* [WRITTEN EXERCISE 1]: Using the seminar summary, decide whether each statement agrees with it, answering yes or no and quoting the deciding words exactly. (a) Academic mobility across borders goes back to ancient times. (b) The international regulation of cross-border academic mobility began in ancient times. (c) The CES Education Research Seminar Programme hosted the seminar on its own.
* [WRITTEN EXERCISE 2]: Gather every line of the records that contains the string "green". Case counts.

AMIN in association with the CES Education Research Seminar Programme welcomed Dr Terri Kim (UEL CASS School of Education and Communities)


In this seminar, Terri offered a brief overview of the state of the field of academic mobilities research and policy before illustrating my current work on the relationship between transnational academic mobility and the varieties of academic capitalism. Academic mobility crossing borders has existed since ancient times, but the international regulation of cross-border academic mobility and knowledge as ‘capital’ is a more modern phenomenon developed since the age of mercantilism (in the 17th through 19th centuries) in the rise of nation-states. In the age of academic capitalism, universities are conscripted as part of knowledge economy and the importation of scientists and scholars are considered more strategically necessary for scientific knowledge transfer and innovation in international competition. However, it is not straightforward how they make their way within global academic hierarchies. Terri's current research attempts to illuminate unequal power relations which are at work in the process of forming and shaping academic ‘capital’ among globally mobile academics. The analysis of this paper will focus on the transnational cultural dimensions of academic mobility and knowledge creation and their mutual entanglement in the conventional boundaries and hierarchies.

* [MATERIAL TO PROCESS]:
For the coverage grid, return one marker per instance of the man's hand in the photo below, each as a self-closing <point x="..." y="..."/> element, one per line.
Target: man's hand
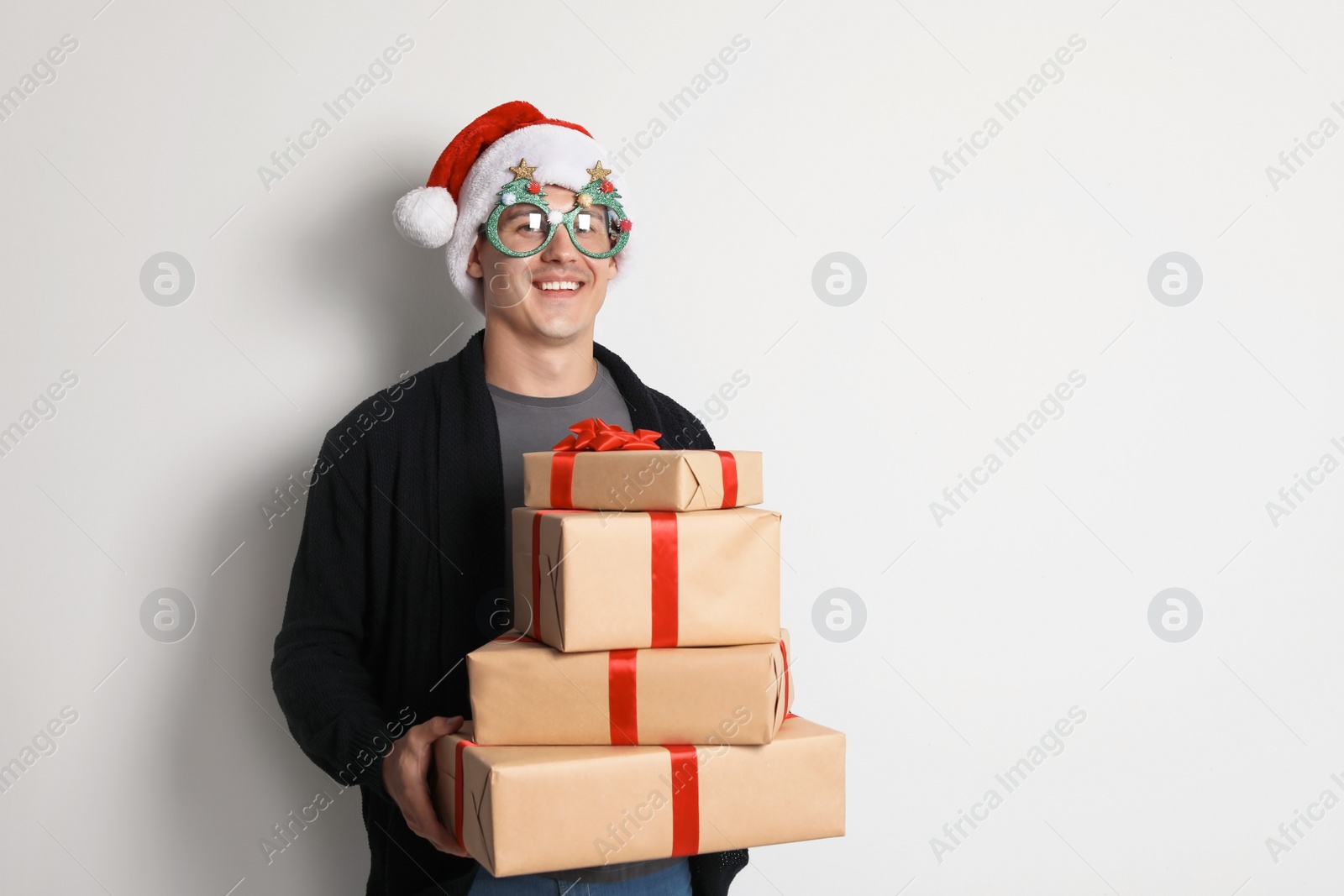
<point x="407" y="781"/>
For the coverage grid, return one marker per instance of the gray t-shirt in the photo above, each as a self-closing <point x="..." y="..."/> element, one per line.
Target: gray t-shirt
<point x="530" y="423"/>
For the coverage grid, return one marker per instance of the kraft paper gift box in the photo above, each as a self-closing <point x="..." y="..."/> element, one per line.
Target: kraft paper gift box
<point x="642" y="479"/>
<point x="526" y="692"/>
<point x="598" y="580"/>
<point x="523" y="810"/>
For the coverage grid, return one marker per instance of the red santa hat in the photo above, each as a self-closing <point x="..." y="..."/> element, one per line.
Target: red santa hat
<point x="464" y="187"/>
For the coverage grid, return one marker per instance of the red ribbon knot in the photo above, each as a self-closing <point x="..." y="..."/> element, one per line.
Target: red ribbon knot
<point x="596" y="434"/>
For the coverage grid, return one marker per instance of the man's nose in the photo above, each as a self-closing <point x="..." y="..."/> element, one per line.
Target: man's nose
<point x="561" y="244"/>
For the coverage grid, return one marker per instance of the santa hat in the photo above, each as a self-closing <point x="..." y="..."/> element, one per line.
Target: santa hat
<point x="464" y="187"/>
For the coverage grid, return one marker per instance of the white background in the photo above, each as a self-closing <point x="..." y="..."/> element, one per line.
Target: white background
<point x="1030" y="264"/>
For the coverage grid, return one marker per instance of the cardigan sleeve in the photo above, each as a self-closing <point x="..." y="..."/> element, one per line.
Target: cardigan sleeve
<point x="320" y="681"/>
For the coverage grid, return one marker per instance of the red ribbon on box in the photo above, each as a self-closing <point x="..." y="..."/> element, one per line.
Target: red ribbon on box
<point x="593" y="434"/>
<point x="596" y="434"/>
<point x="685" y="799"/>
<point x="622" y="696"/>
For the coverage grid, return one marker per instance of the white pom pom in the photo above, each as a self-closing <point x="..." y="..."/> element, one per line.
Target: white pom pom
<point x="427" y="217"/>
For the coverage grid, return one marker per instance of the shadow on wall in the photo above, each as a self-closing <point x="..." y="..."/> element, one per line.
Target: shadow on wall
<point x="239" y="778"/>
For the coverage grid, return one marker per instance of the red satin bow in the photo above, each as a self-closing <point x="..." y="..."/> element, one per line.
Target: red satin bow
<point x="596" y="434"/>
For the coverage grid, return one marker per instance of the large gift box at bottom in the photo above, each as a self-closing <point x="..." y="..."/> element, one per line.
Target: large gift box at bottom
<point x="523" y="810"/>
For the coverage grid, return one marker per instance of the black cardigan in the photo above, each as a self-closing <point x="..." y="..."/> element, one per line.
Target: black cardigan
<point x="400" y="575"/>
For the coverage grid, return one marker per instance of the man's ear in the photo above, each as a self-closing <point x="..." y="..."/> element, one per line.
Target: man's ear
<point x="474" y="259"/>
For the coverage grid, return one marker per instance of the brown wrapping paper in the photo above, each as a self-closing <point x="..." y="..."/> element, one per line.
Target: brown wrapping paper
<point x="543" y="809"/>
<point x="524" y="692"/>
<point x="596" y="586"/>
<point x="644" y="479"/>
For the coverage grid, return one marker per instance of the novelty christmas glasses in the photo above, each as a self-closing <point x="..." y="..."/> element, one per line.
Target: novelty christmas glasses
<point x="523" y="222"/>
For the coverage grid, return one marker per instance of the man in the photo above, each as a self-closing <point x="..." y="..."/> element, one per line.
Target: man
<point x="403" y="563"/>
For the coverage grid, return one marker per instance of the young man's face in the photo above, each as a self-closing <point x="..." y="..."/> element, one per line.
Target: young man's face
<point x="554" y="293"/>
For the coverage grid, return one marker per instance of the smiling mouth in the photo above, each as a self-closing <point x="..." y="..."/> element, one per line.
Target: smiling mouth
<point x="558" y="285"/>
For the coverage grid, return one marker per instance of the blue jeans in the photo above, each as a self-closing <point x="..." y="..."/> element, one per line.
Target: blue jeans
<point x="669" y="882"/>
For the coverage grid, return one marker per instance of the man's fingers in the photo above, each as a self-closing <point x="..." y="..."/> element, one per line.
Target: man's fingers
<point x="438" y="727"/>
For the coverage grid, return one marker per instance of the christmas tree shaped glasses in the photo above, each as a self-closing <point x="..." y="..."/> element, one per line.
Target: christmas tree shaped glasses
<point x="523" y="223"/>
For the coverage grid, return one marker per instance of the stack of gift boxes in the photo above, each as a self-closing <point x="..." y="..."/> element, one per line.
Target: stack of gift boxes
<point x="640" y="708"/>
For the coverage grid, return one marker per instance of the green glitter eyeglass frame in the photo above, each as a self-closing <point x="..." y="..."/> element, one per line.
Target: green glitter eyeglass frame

* [FULL ANSWER 1]:
(a) Yes: "Academic mobility crossing borders has existed since ancient times"
(b) No: "is a more modern phenomenon developed since the age of mercantilism (in the 17th through 19th centuries)"
(c) No: "AMIN in association with the CES Education Research Seminar Programme"

* [FULL ANSWER 2]:
For the coverage grid, return one marker per instance of the green glitter eyeglass frame in the photo above, each as a self-closing <point x="..." y="..."/> element, one per line.
Target: green glitter eyeglass frame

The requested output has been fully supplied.